• _EXERCISE AIM_
Write out again only the lines running from the one that contains "point_to MUST place one pin on each instance of the dried" to the end of the records below, including both the first and the last.
+===+
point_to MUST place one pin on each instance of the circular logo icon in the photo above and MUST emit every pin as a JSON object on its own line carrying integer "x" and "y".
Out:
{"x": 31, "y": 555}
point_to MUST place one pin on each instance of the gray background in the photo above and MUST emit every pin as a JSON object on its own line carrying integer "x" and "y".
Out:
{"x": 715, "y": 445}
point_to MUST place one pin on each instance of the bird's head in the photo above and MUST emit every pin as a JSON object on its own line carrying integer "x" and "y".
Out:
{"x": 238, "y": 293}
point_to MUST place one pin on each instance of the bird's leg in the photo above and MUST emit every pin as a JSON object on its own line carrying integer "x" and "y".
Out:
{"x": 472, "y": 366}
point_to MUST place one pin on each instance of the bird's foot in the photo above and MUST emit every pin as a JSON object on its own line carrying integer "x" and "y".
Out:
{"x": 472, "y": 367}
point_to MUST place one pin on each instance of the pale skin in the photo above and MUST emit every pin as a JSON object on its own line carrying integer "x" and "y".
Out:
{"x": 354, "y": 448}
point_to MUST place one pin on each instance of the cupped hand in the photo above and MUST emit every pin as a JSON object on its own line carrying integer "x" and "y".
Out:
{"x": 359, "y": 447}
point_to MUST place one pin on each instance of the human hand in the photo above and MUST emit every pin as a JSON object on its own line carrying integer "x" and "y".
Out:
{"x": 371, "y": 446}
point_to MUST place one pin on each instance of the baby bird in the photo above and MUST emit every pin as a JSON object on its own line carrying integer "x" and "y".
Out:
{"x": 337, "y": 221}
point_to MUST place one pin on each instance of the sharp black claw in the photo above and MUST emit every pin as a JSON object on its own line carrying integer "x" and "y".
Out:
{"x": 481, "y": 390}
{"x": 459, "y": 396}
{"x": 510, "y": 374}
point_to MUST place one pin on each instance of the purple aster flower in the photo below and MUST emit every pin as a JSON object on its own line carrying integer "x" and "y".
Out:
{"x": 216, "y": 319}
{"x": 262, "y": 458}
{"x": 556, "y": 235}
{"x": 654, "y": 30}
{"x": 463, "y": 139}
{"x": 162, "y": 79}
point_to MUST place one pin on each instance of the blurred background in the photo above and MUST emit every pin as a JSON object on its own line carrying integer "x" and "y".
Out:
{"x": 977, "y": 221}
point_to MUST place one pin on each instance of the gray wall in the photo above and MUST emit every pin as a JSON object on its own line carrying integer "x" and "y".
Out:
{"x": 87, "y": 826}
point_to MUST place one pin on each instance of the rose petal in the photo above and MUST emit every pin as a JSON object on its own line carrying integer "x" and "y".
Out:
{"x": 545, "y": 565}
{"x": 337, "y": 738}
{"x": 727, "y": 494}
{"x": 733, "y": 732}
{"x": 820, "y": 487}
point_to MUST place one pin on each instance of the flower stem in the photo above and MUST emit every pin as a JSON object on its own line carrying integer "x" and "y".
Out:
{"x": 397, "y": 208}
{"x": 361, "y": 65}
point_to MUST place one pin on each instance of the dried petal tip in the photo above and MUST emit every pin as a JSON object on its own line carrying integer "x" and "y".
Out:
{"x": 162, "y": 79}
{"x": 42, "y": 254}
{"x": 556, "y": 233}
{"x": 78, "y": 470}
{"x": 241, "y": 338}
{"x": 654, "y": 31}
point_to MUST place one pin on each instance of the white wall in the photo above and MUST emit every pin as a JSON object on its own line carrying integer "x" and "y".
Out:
+===+
• _EXERCISE RESULT_
point_to MUST place one pin on each instance of the dried petal tip in the photo above and MUST emit every pin as a JSON object on its own line carrying integer "x" and "y".
Out:
{"x": 162, "y": 79}
{"x": 42, "y": 254}
{"x": 556, "y": 233}
{"x": 78, "y": 470}
{"x": 241, "y": 338}
{"x": 654, "y": 31}
point_to MUST place one pin on each instance of the white wall in the photo above and MUST emit every pin as a JSON object on its own line carrying integer "x" and "y".
Out:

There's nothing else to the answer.